■ Data listing
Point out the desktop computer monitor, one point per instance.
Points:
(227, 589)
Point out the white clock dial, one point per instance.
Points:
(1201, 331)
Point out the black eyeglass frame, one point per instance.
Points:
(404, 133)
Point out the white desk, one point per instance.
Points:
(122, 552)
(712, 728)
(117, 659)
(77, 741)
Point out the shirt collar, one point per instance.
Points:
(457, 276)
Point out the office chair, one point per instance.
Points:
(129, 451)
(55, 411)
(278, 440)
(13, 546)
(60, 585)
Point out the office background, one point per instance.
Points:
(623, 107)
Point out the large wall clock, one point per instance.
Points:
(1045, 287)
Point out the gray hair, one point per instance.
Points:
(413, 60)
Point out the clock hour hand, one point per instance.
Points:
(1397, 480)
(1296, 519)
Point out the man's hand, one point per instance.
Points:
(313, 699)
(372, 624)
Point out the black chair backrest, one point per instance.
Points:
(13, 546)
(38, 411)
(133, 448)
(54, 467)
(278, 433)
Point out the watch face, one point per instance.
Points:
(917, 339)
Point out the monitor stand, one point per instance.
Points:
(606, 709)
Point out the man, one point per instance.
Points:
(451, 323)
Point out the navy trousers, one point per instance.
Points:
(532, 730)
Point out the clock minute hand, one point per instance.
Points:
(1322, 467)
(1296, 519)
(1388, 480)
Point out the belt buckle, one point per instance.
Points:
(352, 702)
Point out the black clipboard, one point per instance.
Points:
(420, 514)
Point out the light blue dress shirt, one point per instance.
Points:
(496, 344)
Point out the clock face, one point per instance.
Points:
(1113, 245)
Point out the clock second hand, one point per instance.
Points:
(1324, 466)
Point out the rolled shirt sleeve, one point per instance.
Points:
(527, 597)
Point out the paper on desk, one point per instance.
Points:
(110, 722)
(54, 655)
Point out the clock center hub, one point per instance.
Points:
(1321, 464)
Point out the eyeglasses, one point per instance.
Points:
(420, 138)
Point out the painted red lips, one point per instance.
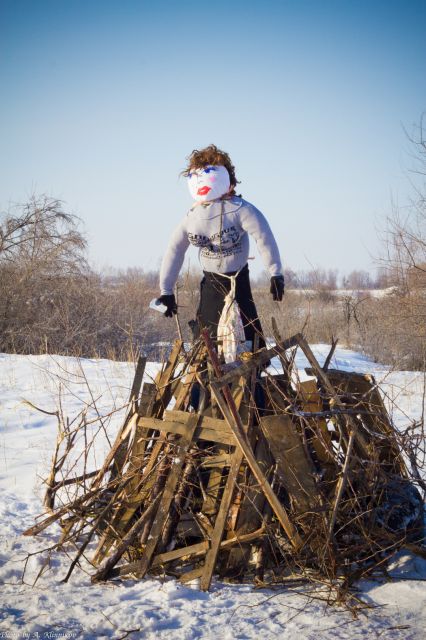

■ Your task
Please return the full listing word for word, but without any pictures.

■ Answer section
Point out the desktop computer monitor, one point per instance.
Points:
(227, 589)
Point out the white clock dial, one point per instance.
Points:
(1201, 331)
Point out the black eyeglass frame, one point per instance.
Points:
(404, 133)
Point out the white desk, one point per instance.
Points:
(122, 552)
(712, 728)
(117, 659)
(77, 741)
Point out the shirt collar, one point per instance.
Points:
(457, 276)
Point out the office chair, one point per instance.
Points:
(129, 451)
(55, 411)
(278, 440)
(13, 546)
(60, 585)
Point out the office background, one point per instance.
Points:
(623, 107)
Point out the large wall clock, one point per instance.
Points:
(1045, 287)
Point out the gray hair, one point per instance.
Points:
(413, 60)
Point out the clock hour hand, one point per instance.
Points:
(1397, 480)
(1296, 519)
Point out the man's hand, one point per instance.
Points:
(313, 699)
(372, 624)
Point out the black chair backrest, one point per instance.
Points:
(13, 546)
(38, 411)
(133, 448)
(54, 467)
(278, 433)
Point out the watch face, one point per instance.
Points:
(917, 339)
Point out the monitor stand, one point per instance.
Points:
(606, 709)
Point out the man, one point per instance.
Points:
(451, 323)
Point out the navy trousers, one point per instance.
Points:
(532, 730)
Point out the clock minute hand, one point per instance.
Points:
(1322, 467)
(1296, 519)
(1388, 480)
Point out the belt buckle, one point per instance.
Points:
(352, 702)
Point out the black clipboard, one point per instance.
Points:
(420, 514)
Point out the light blue dress shirt, one point per instance.
Points:
(496, 344)
Point out the clock face, one point per instance.
Points:
(1113, 245)
Point out the clock second hand, one point per instance.
Points:
(1324, 466)
Point out the rolled shirt sleeve, one point per instance.
Points:
(527, 597)
Point out the paper on desk, one point per instance.
Points:
(110, 722)
(54, 655)
Point out the clock center hub, one point per instance.
Points:
(1321, 464)
Point out the eyeglasses, one point per instance.
Points:
(420, 138)
Point out the painted red lips, one point per instance.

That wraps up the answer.